> _MATERIAL SUPPLIED_
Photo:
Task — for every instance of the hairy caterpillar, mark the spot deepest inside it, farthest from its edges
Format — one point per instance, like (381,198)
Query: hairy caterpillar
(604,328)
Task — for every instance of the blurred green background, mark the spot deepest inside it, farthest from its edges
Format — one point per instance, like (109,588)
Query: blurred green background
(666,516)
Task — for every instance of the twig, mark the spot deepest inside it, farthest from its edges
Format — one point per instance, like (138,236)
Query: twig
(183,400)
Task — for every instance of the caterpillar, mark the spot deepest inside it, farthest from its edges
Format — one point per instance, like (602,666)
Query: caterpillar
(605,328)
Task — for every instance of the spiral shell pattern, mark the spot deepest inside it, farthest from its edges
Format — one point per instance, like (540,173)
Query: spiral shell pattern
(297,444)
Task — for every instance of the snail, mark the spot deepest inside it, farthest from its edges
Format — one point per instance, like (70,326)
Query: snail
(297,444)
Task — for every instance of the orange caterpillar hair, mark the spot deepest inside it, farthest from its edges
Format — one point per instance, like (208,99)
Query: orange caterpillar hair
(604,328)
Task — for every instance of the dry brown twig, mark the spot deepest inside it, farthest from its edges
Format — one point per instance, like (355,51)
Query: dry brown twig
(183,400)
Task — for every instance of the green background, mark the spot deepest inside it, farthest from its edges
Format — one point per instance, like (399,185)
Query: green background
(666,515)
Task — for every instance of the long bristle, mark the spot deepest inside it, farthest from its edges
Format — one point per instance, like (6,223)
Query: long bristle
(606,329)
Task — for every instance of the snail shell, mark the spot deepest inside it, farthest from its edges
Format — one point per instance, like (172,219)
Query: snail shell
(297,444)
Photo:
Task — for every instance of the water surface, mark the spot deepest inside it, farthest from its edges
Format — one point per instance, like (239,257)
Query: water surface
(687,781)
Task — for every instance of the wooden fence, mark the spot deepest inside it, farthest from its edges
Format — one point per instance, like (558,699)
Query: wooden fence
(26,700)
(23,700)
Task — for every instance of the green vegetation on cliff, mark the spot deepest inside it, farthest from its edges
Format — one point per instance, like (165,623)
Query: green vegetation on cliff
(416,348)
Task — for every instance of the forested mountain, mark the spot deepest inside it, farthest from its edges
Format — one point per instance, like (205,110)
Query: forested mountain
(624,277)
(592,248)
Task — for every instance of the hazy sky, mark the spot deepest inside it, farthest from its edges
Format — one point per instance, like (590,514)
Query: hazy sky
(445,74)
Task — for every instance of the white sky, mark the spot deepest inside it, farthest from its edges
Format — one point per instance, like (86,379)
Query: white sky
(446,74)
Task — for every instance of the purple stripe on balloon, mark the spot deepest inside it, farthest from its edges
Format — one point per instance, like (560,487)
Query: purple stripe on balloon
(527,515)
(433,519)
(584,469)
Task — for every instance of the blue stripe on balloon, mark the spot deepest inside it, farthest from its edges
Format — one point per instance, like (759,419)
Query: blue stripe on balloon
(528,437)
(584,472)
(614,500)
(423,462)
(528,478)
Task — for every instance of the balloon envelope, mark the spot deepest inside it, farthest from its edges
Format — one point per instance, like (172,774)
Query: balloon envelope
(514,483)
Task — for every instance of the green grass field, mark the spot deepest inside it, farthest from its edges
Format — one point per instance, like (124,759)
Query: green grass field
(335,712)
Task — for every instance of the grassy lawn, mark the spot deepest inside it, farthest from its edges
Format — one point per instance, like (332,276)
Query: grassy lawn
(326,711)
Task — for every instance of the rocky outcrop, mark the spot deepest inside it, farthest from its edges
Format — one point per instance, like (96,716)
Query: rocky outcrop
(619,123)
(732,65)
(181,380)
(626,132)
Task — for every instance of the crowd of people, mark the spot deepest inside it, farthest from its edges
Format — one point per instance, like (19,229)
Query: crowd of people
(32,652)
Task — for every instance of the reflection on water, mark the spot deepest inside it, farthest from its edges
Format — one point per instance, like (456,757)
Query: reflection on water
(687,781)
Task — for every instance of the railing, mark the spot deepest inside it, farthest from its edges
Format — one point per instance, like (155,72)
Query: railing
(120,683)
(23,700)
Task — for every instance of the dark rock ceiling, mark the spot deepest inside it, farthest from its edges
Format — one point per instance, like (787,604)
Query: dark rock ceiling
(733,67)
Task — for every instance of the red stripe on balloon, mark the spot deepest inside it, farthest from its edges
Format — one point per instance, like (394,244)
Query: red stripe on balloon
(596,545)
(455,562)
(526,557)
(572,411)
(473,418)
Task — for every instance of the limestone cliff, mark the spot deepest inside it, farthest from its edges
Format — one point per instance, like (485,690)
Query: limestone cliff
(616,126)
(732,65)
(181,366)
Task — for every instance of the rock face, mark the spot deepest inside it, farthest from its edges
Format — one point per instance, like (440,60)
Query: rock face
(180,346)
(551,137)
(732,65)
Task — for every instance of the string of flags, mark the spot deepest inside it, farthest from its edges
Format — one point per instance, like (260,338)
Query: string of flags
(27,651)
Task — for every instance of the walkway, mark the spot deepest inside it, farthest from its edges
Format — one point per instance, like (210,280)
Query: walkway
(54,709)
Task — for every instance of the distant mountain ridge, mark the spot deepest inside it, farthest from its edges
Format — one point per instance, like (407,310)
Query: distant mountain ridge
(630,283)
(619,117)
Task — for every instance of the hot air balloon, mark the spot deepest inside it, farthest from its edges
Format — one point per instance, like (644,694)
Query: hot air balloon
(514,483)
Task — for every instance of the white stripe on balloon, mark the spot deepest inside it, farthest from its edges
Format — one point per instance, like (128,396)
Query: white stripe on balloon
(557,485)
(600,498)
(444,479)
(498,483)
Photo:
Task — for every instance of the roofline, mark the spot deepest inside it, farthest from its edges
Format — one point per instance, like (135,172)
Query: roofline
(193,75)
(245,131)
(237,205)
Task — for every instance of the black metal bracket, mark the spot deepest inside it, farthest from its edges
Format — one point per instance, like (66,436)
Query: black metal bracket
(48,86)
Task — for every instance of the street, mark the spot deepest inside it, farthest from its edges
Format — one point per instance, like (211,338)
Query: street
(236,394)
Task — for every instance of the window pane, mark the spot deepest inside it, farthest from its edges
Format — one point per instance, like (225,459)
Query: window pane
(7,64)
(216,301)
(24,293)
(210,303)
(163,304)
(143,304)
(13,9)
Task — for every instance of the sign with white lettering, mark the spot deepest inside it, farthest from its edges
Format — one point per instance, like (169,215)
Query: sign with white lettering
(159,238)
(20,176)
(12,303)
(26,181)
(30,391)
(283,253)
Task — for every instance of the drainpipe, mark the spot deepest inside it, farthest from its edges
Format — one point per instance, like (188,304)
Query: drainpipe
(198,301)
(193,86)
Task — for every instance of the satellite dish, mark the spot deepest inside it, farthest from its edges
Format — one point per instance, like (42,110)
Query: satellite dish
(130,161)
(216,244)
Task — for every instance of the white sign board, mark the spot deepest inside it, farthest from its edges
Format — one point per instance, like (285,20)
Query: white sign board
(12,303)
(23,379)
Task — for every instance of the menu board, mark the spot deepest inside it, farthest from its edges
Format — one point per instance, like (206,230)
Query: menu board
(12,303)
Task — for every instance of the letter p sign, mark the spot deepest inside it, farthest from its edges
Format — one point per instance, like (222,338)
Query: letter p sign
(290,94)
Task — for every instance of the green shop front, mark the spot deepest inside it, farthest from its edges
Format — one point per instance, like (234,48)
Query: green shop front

> _GIVEN INSTRUCTION_
Reproduce every line of the data verbatim.

> _SOLUTION FOR THIS EXERCISE_
Photo:
Task — for every instance of the hairy caterpillar, mark the spot deepest inside it, farthest from its edges
Format — one point per instance, like (381,198)
Query: hairy caterpillar
(604,328)
Task — for every instance of the blurred green background, mark the spot deepest inside it, farthest from its edges
Format — one point per instance, like (109,588)
Query: blurred green background
(666,516)
Task — for every instance of the twig, mark the spot deepest inside it, farthest from its edges
Format — one point per instance, like (138,236)
Query: twig
(183,400)
Task — for every instance of the caterpillar, mark the spot deepest inside it, farthest from its edges
Format — one point per instance, like (602,666)
Query: caterpillar
(605,328)
Task — for every instance of the spiral shell pattern, mark the spot deepest inside it, farthest from its edges
Format — one point per instance, like (540,173)
Query: spiral shell pattern
(297,444)
Task — for every instance of the snail, mark the spot deepest inside it, farthest from its edges
Format — one point per instance, like (70,326)
Query: snail
(297,444)
Task — for every instance of the orange caterpillar hair, mark the spot deepest inside it, farthest from its edges
Format — one point per instance, like (208,99)
Query: orange caterpillar hair
(604,328)
Task — for every instance of the dry brown twig, mark the spot deepest inside it, farthest from its edges
Format — one point per instance, like (355,51)
Query: dry brown twig
(183,400)
Task — for every instance of the green background, mark the spot deepest inside it, farthest from its edges
Format — one point per instance, like (399,185)
Query: green background
(666,515)
Task — for every instance of the long bristle, mark the spot deepest inside it, farthest from its edges
Format — one point per instance, like (6,223)
Query: long bristle
(606,329)
Task — for every instance of the snail shell, mark the spot deepest inside it, farthest from its edges
Format — one point per instance, like (172,219)
Query: snail shell
(297,444)
Photo:
Task — for every instance of the water surface, mark the spot deepest inside it, farthest from its edges
Format — one point per instance, like (239,257)
Query: water surface
(687,781)
Task — for every instance of the wooden fence, mark the spot deepest inside it, farthest from its edges
Format — one point per instance, like (558,699)
Query: wooden fence
(26,700)
(23,700)
Task — for every instance of the green vegetation on cliff, mark the spot deepest inside it, farthest from its edges
Format — one point per instance, like (165,623)
Query: green vegetation on cliff
(416,348)
Task — for every instance of the forested mountain, mark the spot deepest inside it, farthest from its edges
Format — one point per instance, like (205,110)
Query: forested mountain
(624,277)
(592,248)
Task — for every instance of the hazy sky, mark the spot deepest inside it, farthest from its edges
Format — one point per instance, like (590,514)
Query: hazy sky
(445,74)
Task — for every instance of the white sky, mark the spot deepest inside it, farthest from its edges
Format — one point per instance, like (86,379)
Query: white sky
(446,74)
Task — for every instance of the purple stripe on balloon, mark the spot deepest inside it, farthest from its edges
Format — one point per instance, like (560,487)
Query: purple stripe on balloon
(527,515)
(433,519)
(584,469)
Task — for every instance of the blue stripe on balloon, mark the spot deepest inside it, farthest from its edges
Format — one point per instance, like (759,419)
Query: blue stripe on balloon
(528,437)
(584,472)
(614,500)
(423,462)
(528,478)
Task — for every instance of the balloon envelope, mark the spot deepest inside it, farthest from its edges
Format — one point per instance, like (172,774)
Query: balloon envelope
(514,483)
Task — for every instance of the green grass field, mark the spot deepest inside it, farthest from its edges
Format — one point per instance, like (124,759)
Query: green grass field
(335,712)
Task — for every instance of the grassy lawn, mark the spot deepest inside it, farthest from its edges
Format — one point per instance, like (332,276)
Query: grassy lawn
(326,711)
Task — for every instance of the rocky outcrop, mark the spot deepest inside it, farthest from its edges
Format — one point per instance, like (96,716)
Query: rocky outcrop
(619,123)
(732,65)
(181,380)
(626,132)
Task — for every instance of the crowd of people, mark the spot deepest inside it, farthest from its edges
Format — one point per instance, like (19,229)
Query: crowd of people
(32,652)
Task — for every instance of the reflection on water, mark the spot deepest inside it, farthest from its edges
Format — one point per instance, like (456,757)
Query: reflection on water
(687,781)
Task — for every instance of the railing, mark the spot deepest inside it, farthest from its edges
Format — one point per instance, like (155,72)
Query: railing
(120,683)
(23,700)
Task — for every instance of the dark rock ceiling, mark the spot deepest inside it, farthest from its edges
Format — one point per instance, like (787,604)
Query: dark rock ceiling
(733,67)
Task — for every instance of the red stripe on balloon, mark the spot deepest inside it, farthest from its edges
Format — one point per instance, like (394,244)
Query: red stripe on balloon
(596,545)
(455,562)
(526,557)
(572,411)
(473,418)
Task — for every instance of the limestone cliff, mark the spot deepest inside it, farthest from its edges
Format — one point per instance, like (485,690)
Query: limestone cliff
(616,126)
(732,65)
(181,366)
Task — for every instance of the rock face, mark the spot deepest inside it, farthest from its edges
Format — one point per instance, like (440,60)
Query: rock face
(180,346)
(551,137)
(732,65)
Task — for every instance of the string of flags, mark the spot deepest inside it, farthest from its edges
Format — one point per instance, like (260,338)
Query: string of flags
(27,651)
Task — for every instance of the walkway, mark the spot deepest inside it, farthest from its edges
Format — one point per instance, like (210,280)
Query: walkway
(54,709)
Task — for every instance of the distant mountain ridge, mark the spot deepest inside it, farthest from its edges
Format — one point per instance, like (407,310)
Query: distant mountain ridge
(630,283)
(619,117)
Task — for every instance of the hot air balloon, mark the spot deepest inside it, farthest from its edges
Format — one point per instance, like (644,694)
Query: hot air balloon
(514,483)
Task — for every instance of the white stripe on balloon, mark the spot deepest inside it, farthest from its edges
Format — one point per instance, like (128,396)
Query: white stripe on balloon
(557,485)
(600,498)
(444,479)
(498,483)
Photo:
Task — for every instance of the roofline, mark the spot deepest inside it, farthest from its edges
Format — one point per instance, like (135,172)
Query: roofline
(193,75)
(245,131)
(237,205)
Task — for every instance of the black metal bracket, mark the spot deepest inside it, farthest from its edges
Format — one point per instance, like (66,436)
Query: black metal bracket
(48,86)
Task — for every instance of the street, mark the spot deepest inside it, farthest from its edges
Format — one point per instance, like (211,338)
Query: street
(236,394)
Task — for every instance of the window pane, mark the spot deepest inside it, farthest from its edges
Format — one point per instance, like (225,459)
Query: window pane
(7,64)
(216,301)
(24,293)
(210,303)
(163,304)
(143,304)
(13,9)
Task — for every instance of the sign with white lettering, mark the spot deepest inside it, farthest from its edges
Format — one point per instance, like (169,215)
Query: sign with white lettering
(159,238)
(20,176)
(12,303)
(26,181)
(30,391)
(283,253)
Task — for every instance of the drainpipe, mark the spot deepest inside it, farthest from its edges
Format — one point per instance, like (188,304)
Query: drainpipe
(198,301)
(193,86)
Task — for every instance of the satellite dish, mark the spot deepest inside it, farthest from its edges
Format — one point per instance, like (42,110)
Query: satellite dish
(130,161)
(216,244)
Task — for every instance of the white sign board, mark the spot deepest inside it, farthest from its edges
Format — one point per instance, like (285,20)
Query: white sign board
(12,303)
(23,379)
Task — for every instance of the menu board, mark the spot deepest inside it, farthest from its edges
Format — one point per instance, like (206,230)
Query: menu board
(12,303)
Task — for every instance of the letter p sign, mark the spot deepest inside it, farthest from its edges
Format — one point per instance, like (222,338)
Query: letter p sign
(290,94)
Task — for every instance of the green shop front, mark the spot deepest inside it, farthest from its edges
Format — one point per instance, like (234,48)
Query: green shop front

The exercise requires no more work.